● **EXCERTO FORNECIDO**
.....

Isto significa que as plataformas estão a procurar garantir os direitos exclusivos de conteúdos ou co-produzir o seu próprio anime original numa tentativa de se destacar.
Abrir o mercado
No ano passado, o Disney+ anunciou os direitos exclusivos de streaming para a segunda temporada da saga de gangues de motoqueiros adolescentes "Tokyo Revengers", uma parte de um acordo lucrativo com a gigante editorial Kodansha.
A Amazon Prime Video também procurou "monopolizar" os sucessos de bilheteira, disse o especialista em anime Tadashi Sudo, incluindo "One Piece Film: Red", o filme com melhores resultados nos cinemas do Japão no ano passado.
A Netflix provou ser uma exceção neste mercado, indo além de comprar os sucessos existentes para trabalhar diretamente com estúdios de animação, concedendo-lhes uma quantidade invulgar de liberdade criativa para criar novas histórias.

.....

● **DADOS FORNECIDOS**
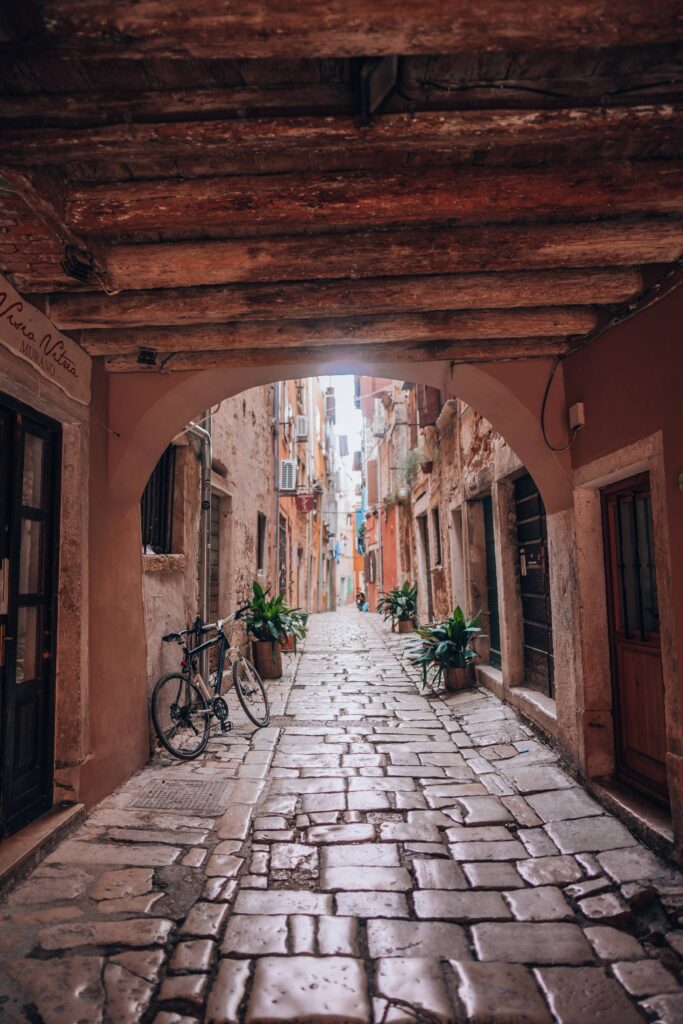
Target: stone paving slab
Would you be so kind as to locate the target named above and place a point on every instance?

.....

● **AS SUAS TAREFAS**
A. Que plataformas de streaming são mencionadas no excerto sobre anime no streaming? Indique todas.
B. Reproduza fielmente o trecho do excerto sobre anime no streaming que vai desde "Isto significa que" até "de se destacar.", inclusive.
C. Responda a estas perguntas sobre o excerto sobre anime no streaming:
(i) Com que gigante editorial o Disney+ fez o acordo que incluiu "Tokyo Revengers"?
(ii) Que especialista em anime é citado?
(iii) Que filme obteve os melhores resultados nos cinemas do Japão no ano passado?

● **CONJUNTO DE RESPOSTAS**
A. Disney+, Amazon Prime Video e Netflix.

B.
Isto significa que as plataformas estão a procurar garantir os direitos exclusivos de conteúdos ou co-produzir o seu próprio anime original numa tentativa de se destacar.

C.
(i) Com a Kodansha.
(ii) Tadashi Sudo.
(iii) "One Piece Film: Red".